Negative caching

Jay Daniels jaydanie at gmail.com
Sat Jun 20 02:51:14 UTC 2009


A few years ago while compiling KDE 4.0 on RedHat box, I kept getting 
errors.  Nobody on the KDE list could explain it.  Then during a reboot 
one day I got divide overflow.  Bad processor.  A quick swap verified 
the fix.

Although I never had a problem under windows, compiling KDE in Linux put 
the processor and memory to the test and revelled a definite problem.  I 
didn't know what the problem was at the time, but it was a problem non 
the least.

jay

Hal Burgiss wrote:
> On Fri, Jun 19, 2009 at 03:24:19AM -0700, Steve Lamb wrote:
>> Hal Burgiss wrote:
>>> I think I've figured out why recent Ubuntu has such abysmal performance. Very
>>> cleverly over a period of time, it takes all the free memory and uses it to
>>> store useless junk that you will never ever use. And then holds on to the
>>> useless stuff as long as it possibly can. And then you are forced to
>>> work out of swap.
>>      Uhm... no.  Simple as that.  Whatever your problem is has no relation to 
>> caching or buffers.  At least if it is you certainly have quite a further 
>> distance to go to prove it than what you've presented in your message.  The 
>> cached pages, for all intents an purposes, can be considered free.  The 
>> difference between a cached page and a free page is just a couple of bits in a 
>> memory map.
> 
> Actually I was trying to blend a little humor with a bad situation that I
> don't fully understand. I have been a Linux only user since Redhat4 (late
> 90's). The last version of windows I owned personally was 3.1. The current
> Ubuntu (desktop) is the poorest performing Linux systems I have experienced in
> that time. On Redhat, I have had desktop X sessions that lasted over a year.
> That is unthinkable now. I am living in terms of weeks, before the system is
> either so slow or slow flaky, a reboot is the best remedy. I have both home
> and work systems on 9.04. And both are problematic. Both ran fine on 8.04. I
> have a number of 8.04 servers that are also fine (but I never run X on
> servers).

**SUPPLIED RECORDS:**
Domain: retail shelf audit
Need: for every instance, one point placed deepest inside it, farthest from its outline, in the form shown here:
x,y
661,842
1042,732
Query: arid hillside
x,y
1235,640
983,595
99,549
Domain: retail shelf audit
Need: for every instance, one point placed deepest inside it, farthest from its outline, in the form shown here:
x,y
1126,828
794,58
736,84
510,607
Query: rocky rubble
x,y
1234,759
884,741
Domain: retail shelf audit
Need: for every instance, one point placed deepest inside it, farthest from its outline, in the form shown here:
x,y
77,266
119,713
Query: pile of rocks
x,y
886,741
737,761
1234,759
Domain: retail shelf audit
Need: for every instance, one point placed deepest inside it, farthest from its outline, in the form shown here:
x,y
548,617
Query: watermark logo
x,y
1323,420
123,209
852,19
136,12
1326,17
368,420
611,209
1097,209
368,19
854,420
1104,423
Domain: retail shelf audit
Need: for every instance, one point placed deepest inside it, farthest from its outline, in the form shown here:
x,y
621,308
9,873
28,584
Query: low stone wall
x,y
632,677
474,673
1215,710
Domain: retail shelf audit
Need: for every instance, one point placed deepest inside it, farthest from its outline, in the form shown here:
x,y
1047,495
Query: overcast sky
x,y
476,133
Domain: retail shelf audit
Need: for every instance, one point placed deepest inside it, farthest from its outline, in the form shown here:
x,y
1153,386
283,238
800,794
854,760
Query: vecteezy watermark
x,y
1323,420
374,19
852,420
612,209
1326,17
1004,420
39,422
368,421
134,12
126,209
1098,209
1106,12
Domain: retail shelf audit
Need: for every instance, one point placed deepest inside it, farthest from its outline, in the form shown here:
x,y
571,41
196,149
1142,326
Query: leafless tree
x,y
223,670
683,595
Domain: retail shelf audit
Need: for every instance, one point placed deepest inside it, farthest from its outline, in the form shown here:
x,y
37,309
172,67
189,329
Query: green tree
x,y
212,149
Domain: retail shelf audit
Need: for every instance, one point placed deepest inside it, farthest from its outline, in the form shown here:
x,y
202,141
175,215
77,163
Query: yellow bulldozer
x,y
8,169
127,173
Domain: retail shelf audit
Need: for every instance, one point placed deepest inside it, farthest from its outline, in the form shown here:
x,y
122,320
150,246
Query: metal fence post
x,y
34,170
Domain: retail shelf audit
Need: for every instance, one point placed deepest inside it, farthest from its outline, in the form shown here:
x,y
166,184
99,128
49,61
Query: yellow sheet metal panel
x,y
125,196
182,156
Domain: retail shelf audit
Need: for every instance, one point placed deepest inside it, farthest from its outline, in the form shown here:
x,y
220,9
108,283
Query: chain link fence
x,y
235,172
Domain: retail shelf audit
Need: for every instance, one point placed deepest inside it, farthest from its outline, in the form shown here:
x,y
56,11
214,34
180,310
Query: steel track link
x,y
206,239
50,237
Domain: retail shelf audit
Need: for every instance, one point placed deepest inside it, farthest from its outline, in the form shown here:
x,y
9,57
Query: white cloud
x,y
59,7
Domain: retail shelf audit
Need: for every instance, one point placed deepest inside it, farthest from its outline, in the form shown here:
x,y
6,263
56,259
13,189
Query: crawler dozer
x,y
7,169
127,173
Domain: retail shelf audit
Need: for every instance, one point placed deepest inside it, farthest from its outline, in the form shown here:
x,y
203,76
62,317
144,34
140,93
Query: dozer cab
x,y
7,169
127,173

**TASKS TO COMPLETE:**
A) In the negative caching email, on which Ubuntu version did Hal Burgiss's home and work systems run fine before the move to 9.04?
B) Write the next part of the negative caching email, picking up after its last line.

**EXERCISE RESPONSES:**
A) Ubuntu 8.04.

B)
> 
> [hal at admin1 clients]$ uptime
>  07:58:31 up 353 days, 21:25,  2 users,  load average: 0.00, 0.00, 0.00
> 
> That's a 8.04 LAMP server that seems to run flawlessly.
>  
>>      Your speed settings have to the result of something else going on because 
>> the caching that the kernel does, if it were the cause, would be evident to 
>> more people with heavier usage patterns than you.  It is the most commonly 
>> maligned function the kernel performs.  ;)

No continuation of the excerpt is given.